Entries from a point annotation set
Begin

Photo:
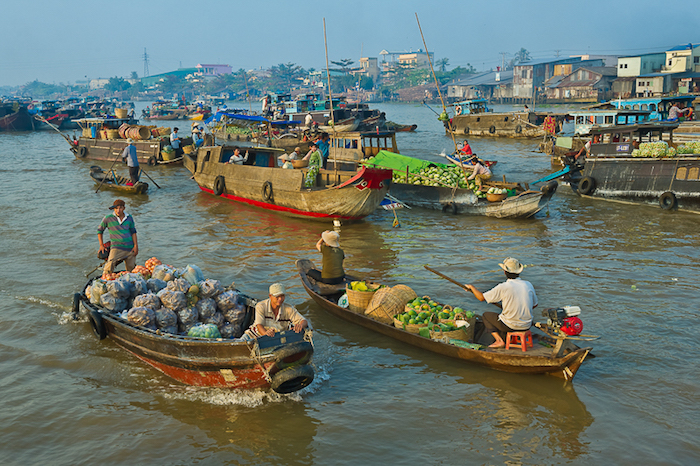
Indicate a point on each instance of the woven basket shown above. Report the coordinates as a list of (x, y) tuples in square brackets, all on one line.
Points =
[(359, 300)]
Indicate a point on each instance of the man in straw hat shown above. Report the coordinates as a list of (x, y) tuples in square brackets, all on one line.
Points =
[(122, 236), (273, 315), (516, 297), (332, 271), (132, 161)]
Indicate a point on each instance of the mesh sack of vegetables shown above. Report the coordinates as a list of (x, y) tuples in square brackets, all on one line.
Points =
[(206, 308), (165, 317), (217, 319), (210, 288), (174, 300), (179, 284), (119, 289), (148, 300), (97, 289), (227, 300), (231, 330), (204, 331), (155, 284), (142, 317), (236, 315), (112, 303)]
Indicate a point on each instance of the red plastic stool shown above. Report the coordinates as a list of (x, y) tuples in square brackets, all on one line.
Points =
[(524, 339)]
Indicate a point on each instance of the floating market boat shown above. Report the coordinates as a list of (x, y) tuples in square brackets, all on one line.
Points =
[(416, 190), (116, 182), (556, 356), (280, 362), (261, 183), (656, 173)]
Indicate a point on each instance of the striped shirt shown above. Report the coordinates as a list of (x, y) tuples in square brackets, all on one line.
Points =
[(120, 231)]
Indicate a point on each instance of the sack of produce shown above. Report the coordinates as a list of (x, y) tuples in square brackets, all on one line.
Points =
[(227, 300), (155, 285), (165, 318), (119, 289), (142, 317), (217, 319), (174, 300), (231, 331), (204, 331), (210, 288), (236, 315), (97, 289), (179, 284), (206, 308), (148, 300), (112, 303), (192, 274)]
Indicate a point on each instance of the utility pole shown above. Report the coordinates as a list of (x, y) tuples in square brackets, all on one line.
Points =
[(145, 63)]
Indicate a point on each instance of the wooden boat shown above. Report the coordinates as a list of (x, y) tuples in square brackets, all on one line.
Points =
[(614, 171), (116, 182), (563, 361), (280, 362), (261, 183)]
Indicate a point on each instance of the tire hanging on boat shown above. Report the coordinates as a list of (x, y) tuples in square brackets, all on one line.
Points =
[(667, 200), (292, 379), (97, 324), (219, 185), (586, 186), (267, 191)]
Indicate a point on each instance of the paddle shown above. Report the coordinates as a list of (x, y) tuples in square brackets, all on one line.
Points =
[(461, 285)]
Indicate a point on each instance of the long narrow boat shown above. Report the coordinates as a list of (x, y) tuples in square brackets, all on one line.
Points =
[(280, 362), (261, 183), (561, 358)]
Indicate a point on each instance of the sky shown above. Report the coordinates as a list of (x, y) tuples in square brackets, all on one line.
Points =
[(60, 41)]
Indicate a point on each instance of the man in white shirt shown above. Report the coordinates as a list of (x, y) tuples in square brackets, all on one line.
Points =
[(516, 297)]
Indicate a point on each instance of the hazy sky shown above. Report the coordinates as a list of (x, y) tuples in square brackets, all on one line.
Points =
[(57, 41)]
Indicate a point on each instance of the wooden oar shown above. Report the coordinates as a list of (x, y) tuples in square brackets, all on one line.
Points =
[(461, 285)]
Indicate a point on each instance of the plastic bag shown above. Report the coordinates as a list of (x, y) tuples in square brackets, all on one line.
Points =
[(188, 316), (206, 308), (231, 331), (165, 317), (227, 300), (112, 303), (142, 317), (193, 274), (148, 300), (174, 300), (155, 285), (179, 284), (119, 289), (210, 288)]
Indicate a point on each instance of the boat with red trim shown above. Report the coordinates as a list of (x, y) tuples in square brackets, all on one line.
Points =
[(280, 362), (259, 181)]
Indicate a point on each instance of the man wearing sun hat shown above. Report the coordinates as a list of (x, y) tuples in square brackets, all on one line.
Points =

End

Copy out, unchanged, every line from the one containing "Indicate a point on each instance of the man wearing" through the end of the listing.

Indicate a point on each instance of the man wearing sun hat shown above. Report the coordinates as a list of (x, y) tuples in square brackets, all on one line.
Points =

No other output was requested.